Nel contempo il governo Lula porta pienamente avanti la prospettiva di partecipazione del Brasile al progetto dell'ALCA, cioè il mercato comune delle Americhe, fortemente voluto dall'imperialismo americano. E ciò nonostante milioni di persone si siano pronunciati contro di esso in un referendum autogestito organizzato dalle forze di sinistra e dalla chiesa di base, all'epoca del governo Cardoso. Oggi il governo rifiuta di organizzare un referendum formale sulla questione, come richiesto, con ampio sostegno popolare dalla sinistra trotskista (in primo luogo Il Partito Socialista dei Lavoratori Unificato -PSTU), ben sapendo che, con ogni probabilità, la maggioranza degli elettori, e in ogni caso di quelli del PT, si pronuncerebbero contro l'ALCA.

Insomma nei suoi soli primi tre mesi il governo del PT e del suo Frente Popular, appoggiato nelle misure concrete dal centro-destra si è rivelato un governo neo-liberale in piena continuità col governo Cardoso, di cui anzi sta approfondendo l'azione (il classico "governo di sinistra per fare al meglio una politica di destra") succube del capitale finanziario e conciliativo addirittura verso i latifondisti. Non c'è nemmeno l'ombra dell'utopia keinesiana, basata sulla sviluppo della spesa statale e del consumo interno. Il progetto di Lula e del suo gruppo dirigente è quello di mantenere la fiducia dell'imperialismo e del capitale finanziario pagando regolarmente il debito grazie a tagli alla spesa sociale e alle pensioni, attirando investimenti stranieri sulla base dei bassi salari (nel solo 2002, secondo le statistiche ufficiali il salario reale dei lavoratori della regione di San paolo è diminuito del 9,4%), producendo per l'esportazione e non per il consumo interno. La classica ricetta neo liberale e della dipendenza.

Accanto a questo pochi progetti "sociali" in particolare quello "fame zero" che dovrebbe destinare "progressivamente" alle famiglie più povere razioni alimentari, programma per il cui sviluppo completo non è chiaro se ci sono i fondi. Insomma un "neoliberalismo compassionevole" e, allo stato, nulla più.

Sezione dati >>
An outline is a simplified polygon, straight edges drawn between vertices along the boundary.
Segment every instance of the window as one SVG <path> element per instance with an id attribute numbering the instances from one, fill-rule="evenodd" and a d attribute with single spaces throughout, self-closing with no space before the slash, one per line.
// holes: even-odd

Cose da fare >>
• a. Riporta dal brano sul governo Lula la parte che comincia con "Accanto a questo" e prosegue fino a "stato, nulla più.".
• b. Secondo il brano sul governo Lula, di quanto è calato nel 2002 il salario reale dei lavoratori della regione di San Paolo?

Risposte >>
• a.
Accanto a questo pochi progetti "sociali" in particolare quello "fame zero" che dovrebbe destinare "progressivamente" alle famiglie più povere razioni alimentari, programma per il cui sviluppo completo non è chiaro se ci sono i fondi. Insomma un "neoliberalismo compassionevole" e, allo stato, nulla più.

• b. Del 9,4%, secondo le statistiche ufficiali.